***** Material for the task *****

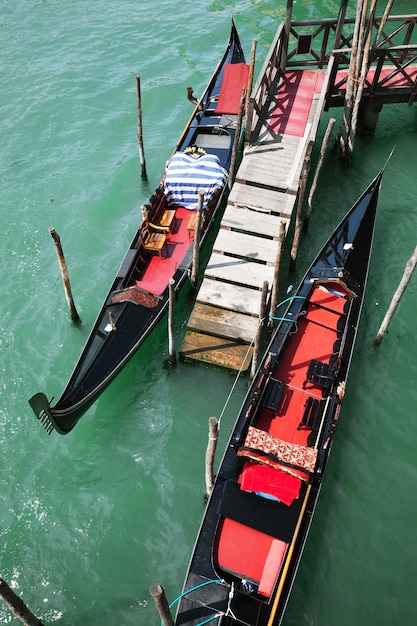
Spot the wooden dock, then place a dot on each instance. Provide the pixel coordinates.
(225, 318)
(282, 121)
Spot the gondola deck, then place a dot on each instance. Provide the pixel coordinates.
(260, 510)
(162, 248)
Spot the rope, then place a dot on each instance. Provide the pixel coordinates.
(219, 581)
(249, 347)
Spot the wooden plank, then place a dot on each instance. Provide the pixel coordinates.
(230, 297)
(240, 271)
(271, 164)
(251, 221)
(222, 323)
(278, 203)
(246, 246)
(216, 351)
(258, 200)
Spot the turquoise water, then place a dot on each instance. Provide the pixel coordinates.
(89, 521)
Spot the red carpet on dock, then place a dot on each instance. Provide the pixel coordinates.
(293, 103)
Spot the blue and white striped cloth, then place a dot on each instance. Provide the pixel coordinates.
(185, 175)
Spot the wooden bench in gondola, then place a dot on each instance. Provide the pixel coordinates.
(312, 414)
(273, 394)
(320, 374)
(152, 240)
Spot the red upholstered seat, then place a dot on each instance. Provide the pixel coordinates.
(234, 79)
(250, 554)
(268, 480)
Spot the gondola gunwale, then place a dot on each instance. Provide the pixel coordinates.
(66, 412)
(195, 607)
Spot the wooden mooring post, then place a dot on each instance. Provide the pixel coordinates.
(197, 236)
(258, 338)
(171, 307)
(64, 273)
(210, 454)
(158, 594)
(140, 131)
(317, 172)
(409, 269)
(275, 286)
(17, 606)
(235, 148)
(298, 219)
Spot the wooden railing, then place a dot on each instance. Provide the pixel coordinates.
(313, 43)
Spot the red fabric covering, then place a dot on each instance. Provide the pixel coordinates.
(293, 103)
(274, 482)
(234, 79)
(250, 554)
(272, 567)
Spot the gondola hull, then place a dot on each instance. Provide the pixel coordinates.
(162, 248)
(258, 516)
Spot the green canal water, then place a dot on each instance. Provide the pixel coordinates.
(90, 520)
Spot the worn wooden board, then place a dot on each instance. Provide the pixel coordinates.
(255, 221)
(239, 271)
(246, 246)
(270, 164)
(230, 297)
(216, 351)
(268, 200)
(222, 323)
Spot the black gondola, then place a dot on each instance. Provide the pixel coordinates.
(162, 247)
(258, 516)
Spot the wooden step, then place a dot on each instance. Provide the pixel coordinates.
(222, 323)
(239, 271)
(230, 297)
(252, 221)
(216, 351)
(277, 202)
(246, 246)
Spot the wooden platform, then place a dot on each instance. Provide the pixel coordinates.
(224, 322)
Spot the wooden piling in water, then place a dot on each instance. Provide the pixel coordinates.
(171, 306)
(197, 235)
(17, 606)
(275, 286)
(158, 594)
(235, 148)
(258, 338)
(64, 273)
(140, 132)
(298, 219)
(317, 172)
(409, 269)
(210, 454)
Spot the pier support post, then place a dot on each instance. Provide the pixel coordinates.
(409, 269)
(236, 142)
(158, 594)
(171, 306)
(258, 338)
(317, 172)
(369, 117)
(298, 219)
(210, 454)
(197, 235)
(275, 286)
(64, 274)
(140, 133)
(17, 606)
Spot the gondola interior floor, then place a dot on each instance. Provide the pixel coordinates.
(161, 269)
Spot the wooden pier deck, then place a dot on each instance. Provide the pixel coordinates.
(282, 121)
(225, 318)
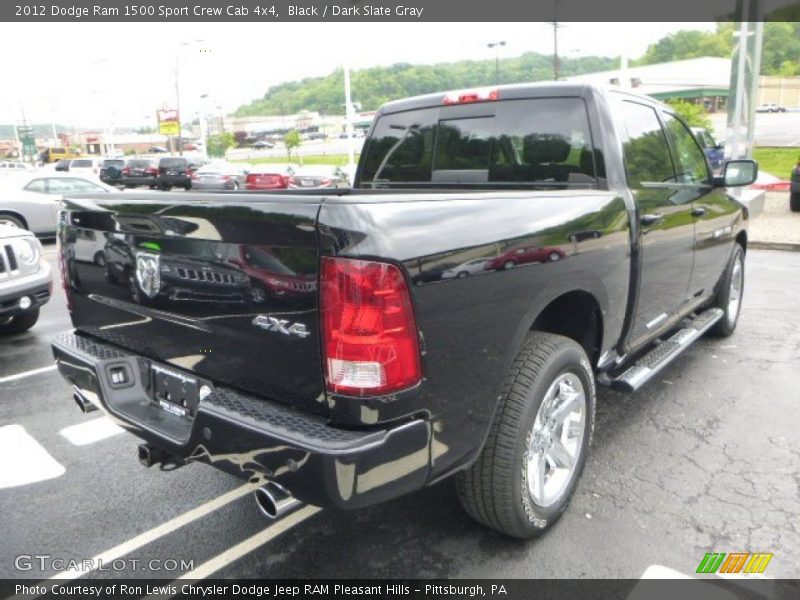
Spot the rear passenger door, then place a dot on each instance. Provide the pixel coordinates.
(666, 224)
(714, 213)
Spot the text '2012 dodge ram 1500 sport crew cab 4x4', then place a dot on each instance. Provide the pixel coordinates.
(374, 374)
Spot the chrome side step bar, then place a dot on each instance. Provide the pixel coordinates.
(649, 365)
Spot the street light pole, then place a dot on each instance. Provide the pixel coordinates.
(496, 46)
(556, 62)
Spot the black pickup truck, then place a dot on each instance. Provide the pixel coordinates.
(501, 252)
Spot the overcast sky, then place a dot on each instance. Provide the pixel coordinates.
(74, 73)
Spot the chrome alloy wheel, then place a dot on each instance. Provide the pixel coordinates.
(556, 440)
(735, 294)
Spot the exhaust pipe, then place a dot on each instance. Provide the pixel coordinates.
(275, 501)
(83, 402)
(150, 455)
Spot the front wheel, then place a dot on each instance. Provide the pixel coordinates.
(729, 294)
(529, 467)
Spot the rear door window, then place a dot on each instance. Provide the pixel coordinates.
(647, 157)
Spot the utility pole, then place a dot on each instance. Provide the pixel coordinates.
(496, 46)
(554, 23)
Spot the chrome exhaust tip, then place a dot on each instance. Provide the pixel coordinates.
(275, 501)
(150, 455)
(83, 403)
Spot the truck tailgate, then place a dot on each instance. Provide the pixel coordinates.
(224, 286)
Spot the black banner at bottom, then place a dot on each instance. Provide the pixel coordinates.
(710, 588)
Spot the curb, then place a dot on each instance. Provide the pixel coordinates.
(786, 246)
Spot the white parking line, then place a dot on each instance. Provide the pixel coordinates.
(234, 553)
(27, 374)
(23, 460)
(92, 431)
(153, 534)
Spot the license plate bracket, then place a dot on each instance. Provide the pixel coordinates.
(174, 392)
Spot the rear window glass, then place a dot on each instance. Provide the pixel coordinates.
(544, 141)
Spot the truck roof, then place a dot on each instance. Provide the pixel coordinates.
(511, 92)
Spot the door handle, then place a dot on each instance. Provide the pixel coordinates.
(650, 218)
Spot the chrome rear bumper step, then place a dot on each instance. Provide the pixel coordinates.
(649, 365)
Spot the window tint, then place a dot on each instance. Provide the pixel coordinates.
(690, 161)
(401, 148)
(543, 140)
(647, 156)
(37, 185)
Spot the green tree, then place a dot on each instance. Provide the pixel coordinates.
(217, 145)
(695, 115)
(292, 141)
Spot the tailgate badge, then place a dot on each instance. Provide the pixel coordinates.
(148, 275)
(281, 326)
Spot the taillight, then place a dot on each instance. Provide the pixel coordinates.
(369, 333)
(482, 95)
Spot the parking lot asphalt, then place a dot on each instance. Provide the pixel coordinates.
(706, 458)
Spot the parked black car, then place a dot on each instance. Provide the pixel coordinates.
(372, 387)
(111, 171)
(174, 171)
(140, 171)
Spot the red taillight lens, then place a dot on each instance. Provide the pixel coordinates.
(369, 332)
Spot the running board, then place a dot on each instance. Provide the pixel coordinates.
(649, 365)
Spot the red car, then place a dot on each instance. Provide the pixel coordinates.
(272, 278)
(269, 177)
(524, 255)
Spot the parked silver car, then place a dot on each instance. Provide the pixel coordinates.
(219, 176)
(31, 201)
(26, 280)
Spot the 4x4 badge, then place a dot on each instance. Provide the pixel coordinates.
(281, 326)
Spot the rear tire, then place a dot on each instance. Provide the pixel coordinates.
(729, 294)
(499, 490)
(20, 323)
(794, 201)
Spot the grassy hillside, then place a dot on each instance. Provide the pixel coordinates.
(374, 86)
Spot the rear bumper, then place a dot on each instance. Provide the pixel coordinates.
(252, 438)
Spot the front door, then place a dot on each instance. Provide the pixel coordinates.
(714, 212)
(666, 224)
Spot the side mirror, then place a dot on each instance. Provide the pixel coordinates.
(737, 173)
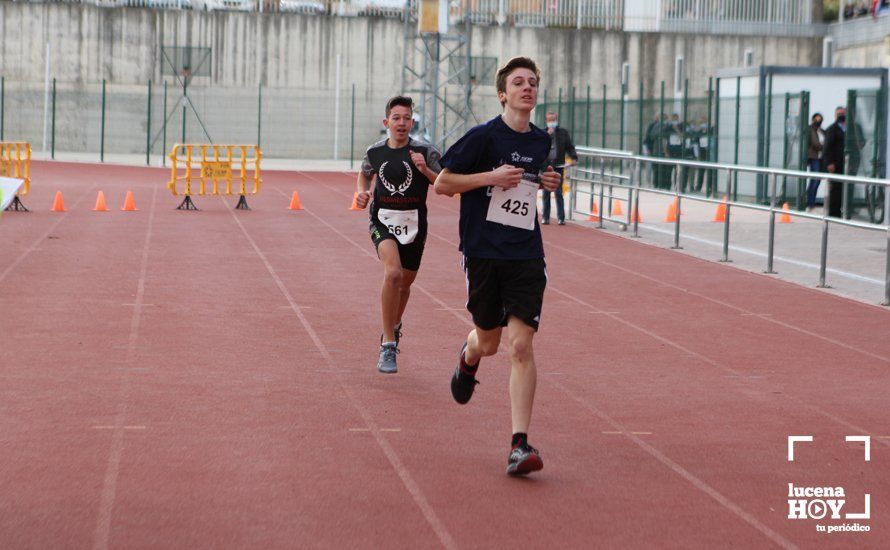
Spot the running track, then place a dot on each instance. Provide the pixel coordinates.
(206, 379)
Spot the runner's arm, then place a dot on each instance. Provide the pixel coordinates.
(363, 183)
(449, 183)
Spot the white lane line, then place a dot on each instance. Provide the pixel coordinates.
(109, 486)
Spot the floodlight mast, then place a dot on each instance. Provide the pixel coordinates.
(436, 70)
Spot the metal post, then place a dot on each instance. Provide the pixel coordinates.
(53, 134)
(587, 128)
(886, 301)
(102, 129)
(604, 118)
(148, 129)
(725, 257)
(686, 170)
(771, 244)
(851, 142)
(640, 122)
(803, 125)
(638, 171)
(602, 191)
(352, 131)
(259, 116)
(621, 124)
(164, 139)
(738, 107)
(709, 174)
(823, 256)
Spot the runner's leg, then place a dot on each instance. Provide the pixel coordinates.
(524, 374)
(388, 251)
(408, 277)
(482, 343)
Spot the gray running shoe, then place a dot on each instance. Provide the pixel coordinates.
(387, 362)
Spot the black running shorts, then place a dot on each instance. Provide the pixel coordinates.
(497, 289)
(410, 254)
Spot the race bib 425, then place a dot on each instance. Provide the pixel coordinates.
(516, 207)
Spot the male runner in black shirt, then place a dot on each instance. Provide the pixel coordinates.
(404, 170)
(497, 168)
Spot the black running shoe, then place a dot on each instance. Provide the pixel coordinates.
(462, 382)
(524, 459)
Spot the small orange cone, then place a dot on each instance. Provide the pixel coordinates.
(100, 203)
(785, 218)
(129, 203)
(720, 214)
(58, 203)
(672, 211)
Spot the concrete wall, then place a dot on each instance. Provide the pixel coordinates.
(294, 58)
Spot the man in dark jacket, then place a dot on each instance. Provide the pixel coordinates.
(833, 159)
(560, 146)
(816, 144)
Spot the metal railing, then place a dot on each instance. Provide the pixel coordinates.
(622, 170)
(745, 17)
(864, 30)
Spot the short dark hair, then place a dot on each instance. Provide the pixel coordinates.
(399, 101)
(512, 65)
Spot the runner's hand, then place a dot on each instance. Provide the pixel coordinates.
(506, 176)
(418, 161)
(550, 179)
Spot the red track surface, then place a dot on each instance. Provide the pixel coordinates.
(182, 379)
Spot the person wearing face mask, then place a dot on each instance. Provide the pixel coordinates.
(673, 138)
(833, 159)
(703, 135)
(814, 158)
(560, 146)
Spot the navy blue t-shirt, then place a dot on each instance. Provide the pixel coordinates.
(482, 149)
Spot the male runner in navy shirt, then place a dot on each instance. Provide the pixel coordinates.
(497, 168)
(404, 169)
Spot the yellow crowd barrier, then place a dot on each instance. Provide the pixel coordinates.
(206, 169)
(15, 162)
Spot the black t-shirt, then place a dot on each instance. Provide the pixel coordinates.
(399, 185)
(482, 149)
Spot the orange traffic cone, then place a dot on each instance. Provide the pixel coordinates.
(720, 214)
(58, 203)
(785, 218)
(100, 203)
(129, 203)
(672, 211)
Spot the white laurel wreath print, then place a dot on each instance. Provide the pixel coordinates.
(392, 188)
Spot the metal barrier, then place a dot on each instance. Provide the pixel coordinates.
(625, 170)
(214, 164)
(15, 162)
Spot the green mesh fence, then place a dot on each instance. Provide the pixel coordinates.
(866, 148)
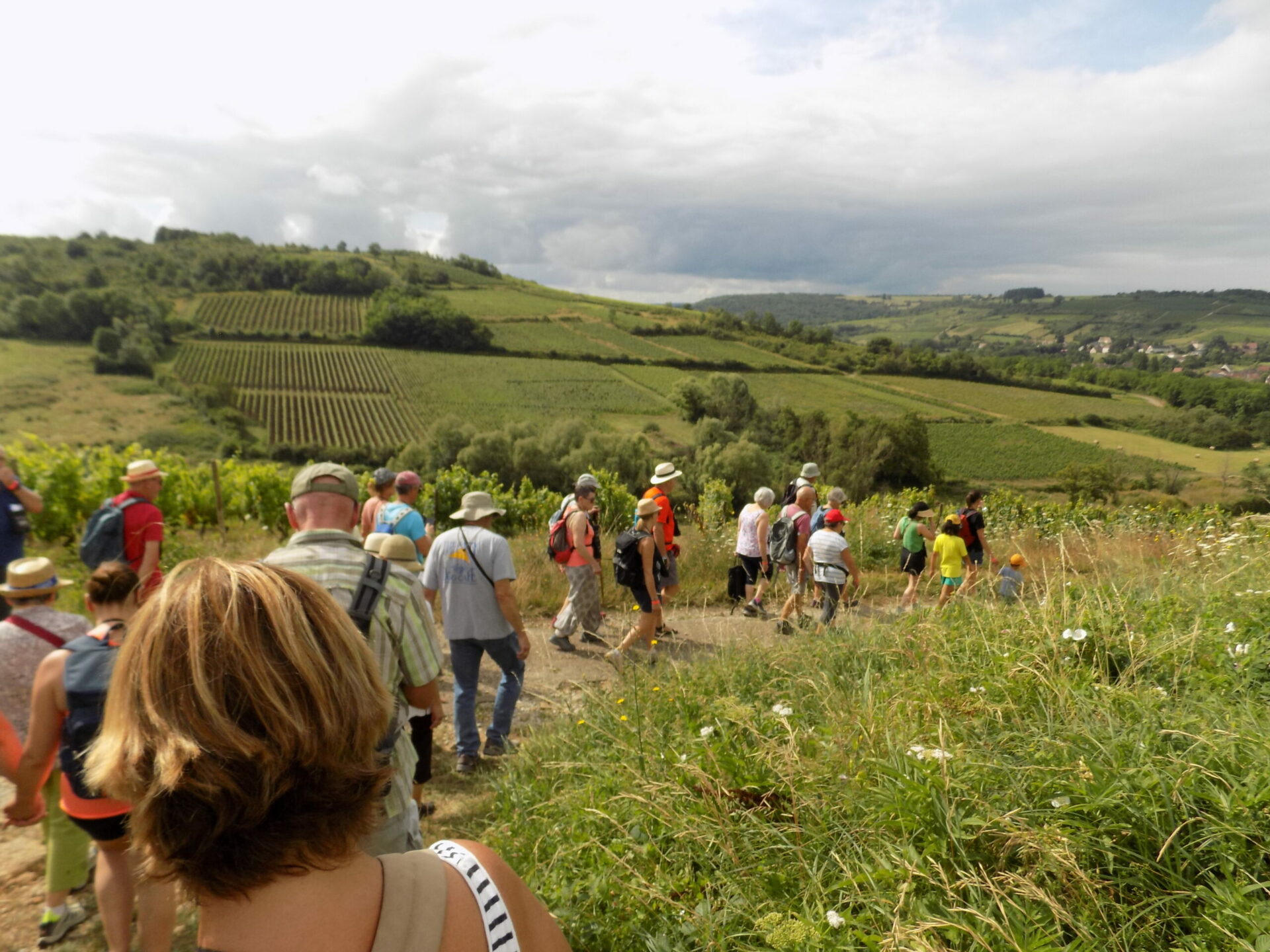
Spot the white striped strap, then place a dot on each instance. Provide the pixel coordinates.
(499, 932)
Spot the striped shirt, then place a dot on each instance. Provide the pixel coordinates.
(403, 635)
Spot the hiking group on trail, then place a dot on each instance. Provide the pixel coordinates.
(329, 664)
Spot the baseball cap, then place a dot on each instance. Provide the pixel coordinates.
(305, 481)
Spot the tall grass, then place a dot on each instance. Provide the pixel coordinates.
(967, 781)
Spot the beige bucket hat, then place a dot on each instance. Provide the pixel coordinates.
(665, 473)
(31, 578)
(400, 551)
(476, 506)
(143, 470)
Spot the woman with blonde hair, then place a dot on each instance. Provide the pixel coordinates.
(66, 705)
(245, 736)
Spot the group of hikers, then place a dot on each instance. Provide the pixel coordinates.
(238, 723)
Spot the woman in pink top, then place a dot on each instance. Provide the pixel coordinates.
(582, 569)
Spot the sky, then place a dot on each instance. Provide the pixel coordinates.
(668, 151)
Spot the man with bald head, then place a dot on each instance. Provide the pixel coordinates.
(800, 512)
(324, 513)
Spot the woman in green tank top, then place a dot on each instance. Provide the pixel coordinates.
(912, 536)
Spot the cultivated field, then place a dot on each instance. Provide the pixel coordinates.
(281, 313)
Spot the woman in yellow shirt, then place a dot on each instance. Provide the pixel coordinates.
(951, 556)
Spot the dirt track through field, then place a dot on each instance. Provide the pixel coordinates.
(554, 684)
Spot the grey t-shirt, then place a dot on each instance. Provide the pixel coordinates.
(468, 604)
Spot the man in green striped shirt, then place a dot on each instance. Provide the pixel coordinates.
(324, 512)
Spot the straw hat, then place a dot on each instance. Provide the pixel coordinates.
(31, 578)
(143, 470)
(665, 473)
(647, 507)
(476, 506)
(402, 551)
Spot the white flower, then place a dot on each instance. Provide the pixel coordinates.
(929, 753)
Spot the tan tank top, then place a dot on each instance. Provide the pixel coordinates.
(413, 912)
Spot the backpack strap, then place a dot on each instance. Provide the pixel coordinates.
(37, 630)
(366, 596)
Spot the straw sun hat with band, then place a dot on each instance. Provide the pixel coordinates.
(31, 578)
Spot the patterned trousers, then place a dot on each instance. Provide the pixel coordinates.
(583, 608)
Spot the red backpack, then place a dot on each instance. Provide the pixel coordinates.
(964, 528)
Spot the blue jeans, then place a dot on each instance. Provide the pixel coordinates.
(465, 656)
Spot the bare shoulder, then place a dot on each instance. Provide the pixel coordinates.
(535, 927)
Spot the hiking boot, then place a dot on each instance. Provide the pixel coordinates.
(54, 928)
(499, 748)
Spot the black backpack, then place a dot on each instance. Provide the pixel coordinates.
(628, 564)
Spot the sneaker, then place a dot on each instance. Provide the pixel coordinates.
(54, 928)
(499, 748)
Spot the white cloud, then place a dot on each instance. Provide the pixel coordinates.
(651, 151)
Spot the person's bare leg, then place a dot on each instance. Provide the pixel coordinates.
(114, 892)
(157, 914)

*****

▶ **Problem to solve**
Nothing but the lines from the line with "Spot the grey" to the last line of the listing above should appear; please retype them exactly, both ends included.

▶ **Solution to the problem**
Spot the grey t-shirt, then place a dot on each instance. Provide the pixel coordinates.
(468, 604)
Spot the man in green striped shirt, then place a dot on each instance. Provide the pixel coordinates.
(324, 512)
Spot the straw hat, then place a dot on each instance. Provide the pixel coordinates.
(31, 578)
(143, 470)
(665, 473)
(647, 507)
(476, 506)
(402, 551)
Spot the white flower, then place a dot on each instance. Provide the pixel coordinates.
(929, 753)
Spot the tan tank top, then place a dot on each instance. Provide the pixel coordinates.
(413, 912)
Spot the backpack strap, then place a dot on each instance. Provide the pixel coordinates.
(37, 630)
(366, 596)
Spot the straw sun hat with band, then place a dot on each instance. Provide the pixel coordinates.
(31, 578)
Spot the patterned trousers, then place a dot on each instance. Provide the pixel coordinates.
(583, 608)
Spot the red backpack, then place a dot on each instance. Provide the pixel coordinates.
(964, 528)
Spot the blue jeans, then place a dot on each instance. Provide the pixel coordinates.
(465, 656)
Spot the bare shoulder, then place a dot on each instance. Provide the pixel coordinates.
(535, 927)
Spot the hiking boot, then place a dot on each instance. Provide the pixel coordinates.
(54, 928)
(499, 748)
Spot the black backpack, then place a dot on each instance. Provide the pixel coordinates.
(628, 564)
Spot the sneaker, then place a dot on each instance. Provide the pixel coordinates.
(54, 928)
(499, 748)
Spot the white cloud, then place a dot on each instance. Provide the pixel coordinates.
(651, 151)
Spot the person's bare leg, then place a dot on each instance. Provide the pixel coordinates.
(114, 892)
(157, 914)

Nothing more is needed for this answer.